Supplied text:
****************************************
[0001] This invention relates to a gas turbine engine combustor and particularly to cooling
of air scoops used to introduce air into the combustion chamber.
[0002] In order to achieve increased efficiency in gas turbines, higher temperatures are
desired in the combustion chamber of the turbine. With the use of such higher temperatures,
the walls of the combustion chamber are subjected to thermal stresses and strain.
Also, because of economic reasons, it is often desirable to burn heavy residual fuels,
which are high in contaminants, rather than pure fuels, which residual fuels add substantially
more heat to the combustor chamber walls, such that combustor life and reliability
are reduced.
[0003] While the use of ceramic combustion chamber walls has been proposed to solve these
problems, most combustion chamber walls are still formed from metallic components.
****************************************
Dataset rows:

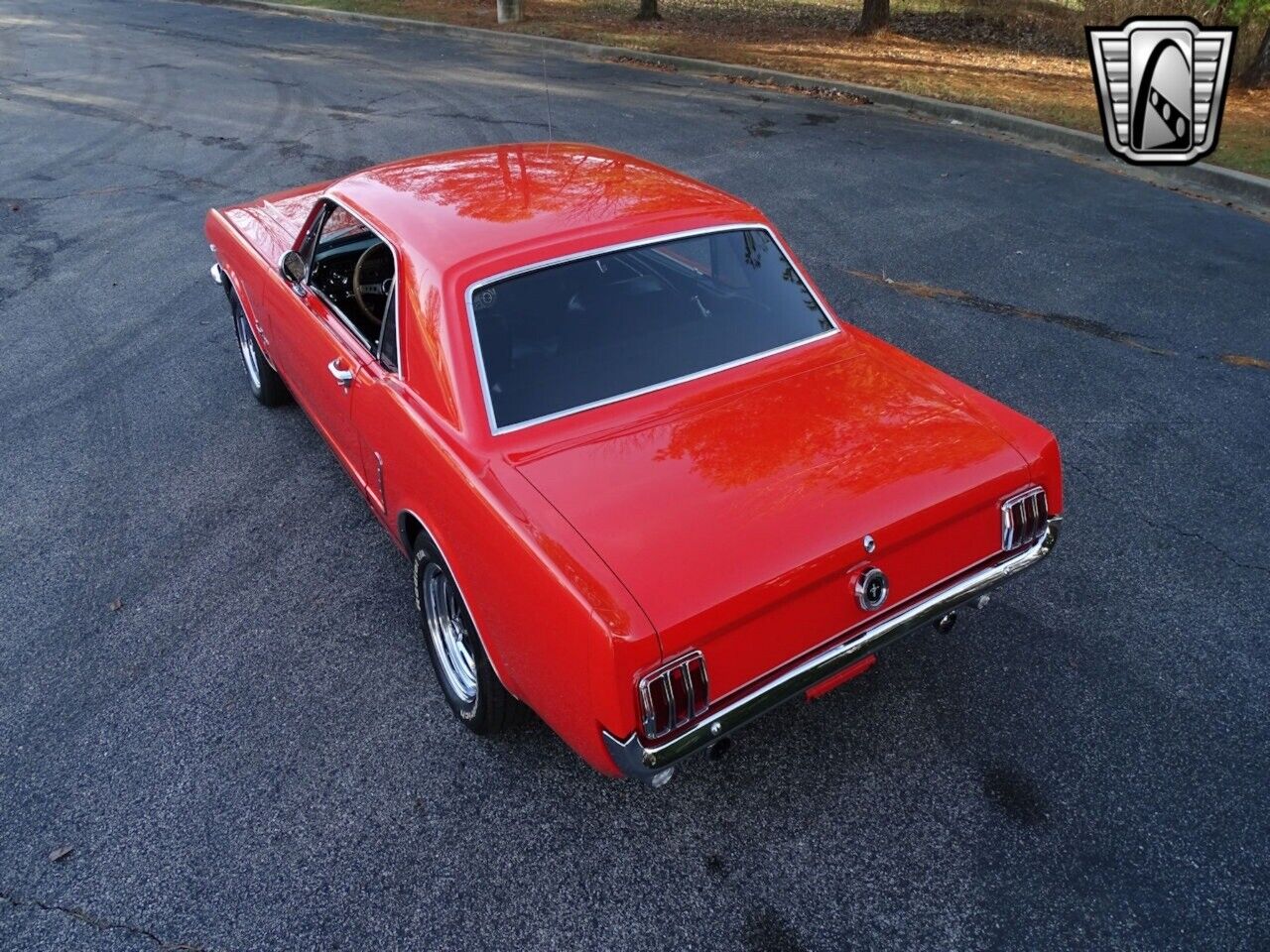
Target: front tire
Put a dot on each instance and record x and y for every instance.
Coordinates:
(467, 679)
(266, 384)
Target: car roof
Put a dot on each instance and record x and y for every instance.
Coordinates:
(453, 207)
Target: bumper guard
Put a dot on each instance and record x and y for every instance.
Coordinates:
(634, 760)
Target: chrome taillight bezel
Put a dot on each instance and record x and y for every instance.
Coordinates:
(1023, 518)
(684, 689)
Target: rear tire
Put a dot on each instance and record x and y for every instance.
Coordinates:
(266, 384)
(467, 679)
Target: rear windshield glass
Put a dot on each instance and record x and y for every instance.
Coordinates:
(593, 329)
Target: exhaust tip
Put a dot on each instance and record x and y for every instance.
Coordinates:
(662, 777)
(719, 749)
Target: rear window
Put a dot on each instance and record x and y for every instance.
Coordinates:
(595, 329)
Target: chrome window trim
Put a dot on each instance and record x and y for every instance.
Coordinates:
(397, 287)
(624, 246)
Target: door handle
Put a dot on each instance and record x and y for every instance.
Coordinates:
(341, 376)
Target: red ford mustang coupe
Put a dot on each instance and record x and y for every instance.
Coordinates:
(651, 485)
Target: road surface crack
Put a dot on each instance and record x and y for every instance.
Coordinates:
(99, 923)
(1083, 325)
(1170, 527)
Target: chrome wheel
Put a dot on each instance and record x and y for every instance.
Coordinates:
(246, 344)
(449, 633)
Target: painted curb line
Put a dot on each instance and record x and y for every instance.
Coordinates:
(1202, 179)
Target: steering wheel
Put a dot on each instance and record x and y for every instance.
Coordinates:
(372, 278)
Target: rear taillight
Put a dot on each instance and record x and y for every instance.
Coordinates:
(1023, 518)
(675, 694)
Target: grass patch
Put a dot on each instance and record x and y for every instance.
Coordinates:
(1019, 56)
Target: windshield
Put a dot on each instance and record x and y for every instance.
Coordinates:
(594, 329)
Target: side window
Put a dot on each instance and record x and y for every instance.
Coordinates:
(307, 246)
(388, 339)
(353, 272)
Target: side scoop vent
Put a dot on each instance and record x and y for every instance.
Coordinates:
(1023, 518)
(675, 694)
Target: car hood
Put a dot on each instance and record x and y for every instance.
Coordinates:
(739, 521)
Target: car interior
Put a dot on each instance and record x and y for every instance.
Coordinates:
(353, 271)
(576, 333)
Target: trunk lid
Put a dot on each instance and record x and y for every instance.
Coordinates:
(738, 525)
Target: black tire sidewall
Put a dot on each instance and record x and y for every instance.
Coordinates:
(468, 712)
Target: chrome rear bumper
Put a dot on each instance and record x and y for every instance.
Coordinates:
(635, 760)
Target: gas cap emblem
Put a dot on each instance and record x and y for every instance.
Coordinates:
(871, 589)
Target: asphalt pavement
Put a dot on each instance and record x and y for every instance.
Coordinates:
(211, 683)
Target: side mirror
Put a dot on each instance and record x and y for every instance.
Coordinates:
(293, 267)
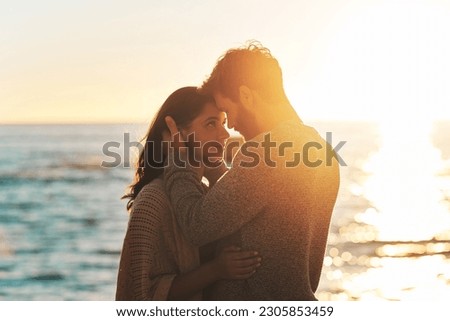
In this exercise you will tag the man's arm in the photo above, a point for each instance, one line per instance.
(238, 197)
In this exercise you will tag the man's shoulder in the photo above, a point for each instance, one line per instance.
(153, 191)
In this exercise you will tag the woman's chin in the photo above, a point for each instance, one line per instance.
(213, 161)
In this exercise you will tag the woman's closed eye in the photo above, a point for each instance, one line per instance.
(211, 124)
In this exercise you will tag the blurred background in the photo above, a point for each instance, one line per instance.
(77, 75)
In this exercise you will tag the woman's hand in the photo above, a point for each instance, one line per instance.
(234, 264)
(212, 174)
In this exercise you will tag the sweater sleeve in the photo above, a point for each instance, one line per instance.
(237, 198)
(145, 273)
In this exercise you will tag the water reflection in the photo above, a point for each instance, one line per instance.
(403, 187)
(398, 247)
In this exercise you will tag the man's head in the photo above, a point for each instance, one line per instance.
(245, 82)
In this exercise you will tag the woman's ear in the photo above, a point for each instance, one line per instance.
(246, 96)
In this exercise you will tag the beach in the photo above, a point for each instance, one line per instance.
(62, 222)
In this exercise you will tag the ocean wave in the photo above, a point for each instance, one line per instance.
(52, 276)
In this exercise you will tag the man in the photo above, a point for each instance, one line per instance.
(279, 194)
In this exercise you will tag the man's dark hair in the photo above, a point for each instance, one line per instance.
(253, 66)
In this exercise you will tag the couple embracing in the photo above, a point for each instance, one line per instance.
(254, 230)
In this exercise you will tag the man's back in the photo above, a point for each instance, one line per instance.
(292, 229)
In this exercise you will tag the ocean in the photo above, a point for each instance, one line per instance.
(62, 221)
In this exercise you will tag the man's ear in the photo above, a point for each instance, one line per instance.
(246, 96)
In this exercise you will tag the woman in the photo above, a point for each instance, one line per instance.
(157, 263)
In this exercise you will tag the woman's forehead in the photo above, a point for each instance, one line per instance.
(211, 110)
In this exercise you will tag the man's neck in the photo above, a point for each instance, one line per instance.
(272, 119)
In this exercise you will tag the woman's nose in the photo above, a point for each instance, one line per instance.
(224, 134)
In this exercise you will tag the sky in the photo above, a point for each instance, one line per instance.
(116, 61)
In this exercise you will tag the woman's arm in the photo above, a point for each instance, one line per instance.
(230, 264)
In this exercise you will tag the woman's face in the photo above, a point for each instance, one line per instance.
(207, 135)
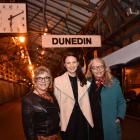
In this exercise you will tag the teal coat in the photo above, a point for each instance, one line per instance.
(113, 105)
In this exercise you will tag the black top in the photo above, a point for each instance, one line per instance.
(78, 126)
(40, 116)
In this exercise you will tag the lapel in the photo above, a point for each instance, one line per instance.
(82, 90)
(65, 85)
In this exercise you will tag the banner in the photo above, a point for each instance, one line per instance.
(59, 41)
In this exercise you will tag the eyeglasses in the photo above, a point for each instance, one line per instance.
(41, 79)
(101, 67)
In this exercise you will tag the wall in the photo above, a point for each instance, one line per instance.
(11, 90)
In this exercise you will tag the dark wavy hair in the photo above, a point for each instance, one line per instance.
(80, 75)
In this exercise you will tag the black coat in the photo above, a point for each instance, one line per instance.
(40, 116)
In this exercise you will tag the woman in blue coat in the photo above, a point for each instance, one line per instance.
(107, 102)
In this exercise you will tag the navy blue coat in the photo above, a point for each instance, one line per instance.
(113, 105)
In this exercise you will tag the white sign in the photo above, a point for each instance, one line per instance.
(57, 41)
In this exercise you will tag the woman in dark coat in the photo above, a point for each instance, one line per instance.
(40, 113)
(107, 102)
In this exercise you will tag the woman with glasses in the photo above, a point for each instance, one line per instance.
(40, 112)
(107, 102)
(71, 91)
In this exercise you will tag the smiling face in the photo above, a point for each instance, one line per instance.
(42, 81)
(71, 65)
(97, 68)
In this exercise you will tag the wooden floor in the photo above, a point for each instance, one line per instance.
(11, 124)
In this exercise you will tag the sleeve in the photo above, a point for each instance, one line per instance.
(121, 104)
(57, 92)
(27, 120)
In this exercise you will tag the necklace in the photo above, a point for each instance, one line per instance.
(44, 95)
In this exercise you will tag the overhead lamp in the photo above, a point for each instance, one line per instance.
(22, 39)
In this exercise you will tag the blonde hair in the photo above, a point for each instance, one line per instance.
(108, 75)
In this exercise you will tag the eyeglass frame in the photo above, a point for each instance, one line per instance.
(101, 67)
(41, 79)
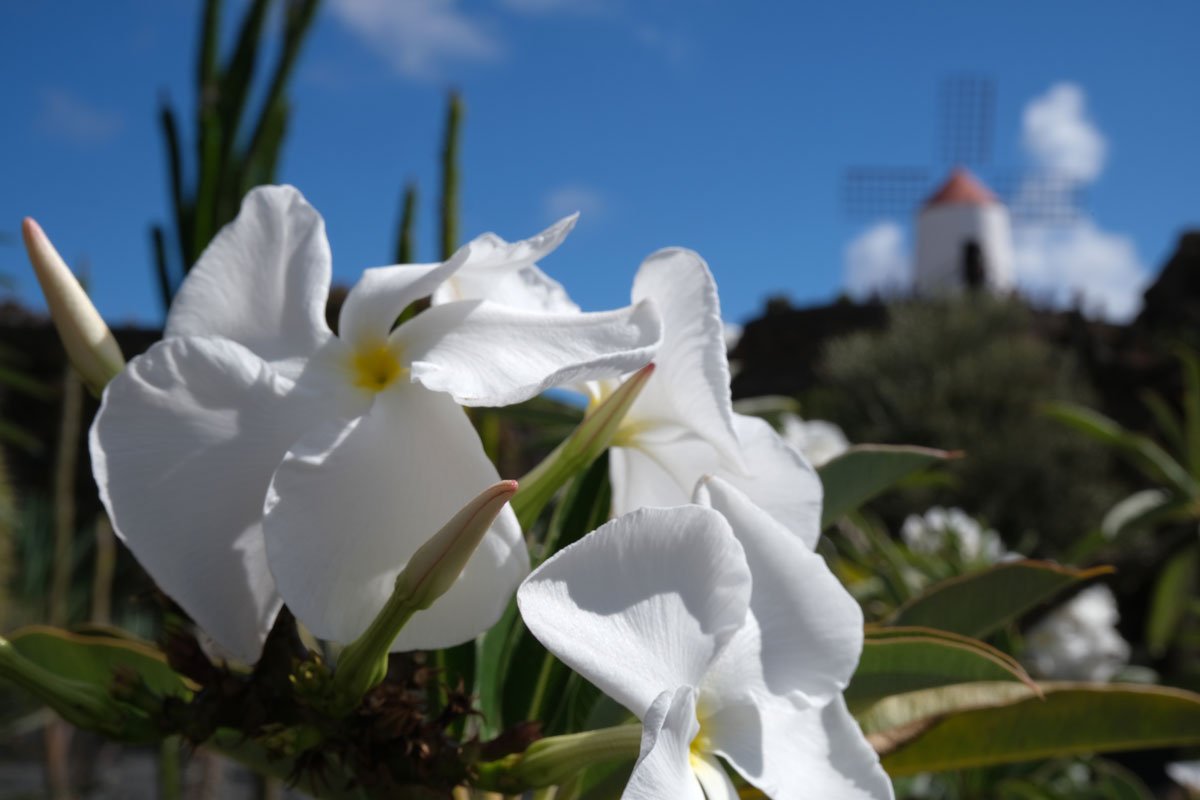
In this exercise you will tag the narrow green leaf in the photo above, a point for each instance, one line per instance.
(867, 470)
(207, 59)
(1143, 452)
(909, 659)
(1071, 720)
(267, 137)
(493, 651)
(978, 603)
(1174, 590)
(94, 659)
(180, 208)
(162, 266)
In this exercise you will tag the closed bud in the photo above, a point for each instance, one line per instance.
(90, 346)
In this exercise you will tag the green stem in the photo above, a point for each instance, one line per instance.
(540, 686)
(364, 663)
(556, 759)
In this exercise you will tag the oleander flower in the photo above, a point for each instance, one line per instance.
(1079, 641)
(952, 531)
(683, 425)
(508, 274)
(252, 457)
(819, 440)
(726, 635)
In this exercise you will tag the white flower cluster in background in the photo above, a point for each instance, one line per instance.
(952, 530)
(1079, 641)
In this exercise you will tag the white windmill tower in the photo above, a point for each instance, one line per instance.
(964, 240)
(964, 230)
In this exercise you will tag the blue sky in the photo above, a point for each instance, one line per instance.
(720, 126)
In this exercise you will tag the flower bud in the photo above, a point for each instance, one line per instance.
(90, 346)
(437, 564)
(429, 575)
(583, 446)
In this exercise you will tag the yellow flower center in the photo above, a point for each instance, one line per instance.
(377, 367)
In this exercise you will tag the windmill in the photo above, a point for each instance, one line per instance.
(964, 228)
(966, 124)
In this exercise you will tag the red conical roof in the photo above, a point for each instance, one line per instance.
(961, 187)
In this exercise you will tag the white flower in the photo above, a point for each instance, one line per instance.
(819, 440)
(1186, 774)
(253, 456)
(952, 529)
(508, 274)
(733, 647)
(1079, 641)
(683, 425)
****************************************
What you are asked to do:
Copy out the whole gas turbine combustor text from above word for word, keeping every line and paragraph number.

The solution:
[0001] This invention relates to a gas turbine engine combustor and particularly to cooling
of air scoops used to introduce air into the combustion chamber.
[0002] In order to achieve increased efficiency in gas turbines, higher temperatures are
desired in the combustion chamber of the turbine. With the use of such higher temperatures,
the walls of the combustion chamber are subjected to thermal stresses and strain.
Also, because of economic reasons, it is often desirable to burn heavy residual fuels,
which are high in contaminants, rather than pure fuels, which residual fuels add substantially
more heat to the combustor chamber walls, such that combustor life and reliability
are reduced.
[0003] While the use of ceramic combustion chamber walls has been proposed to solve these
problems, most combustion chamber walls are still formed from metallic components.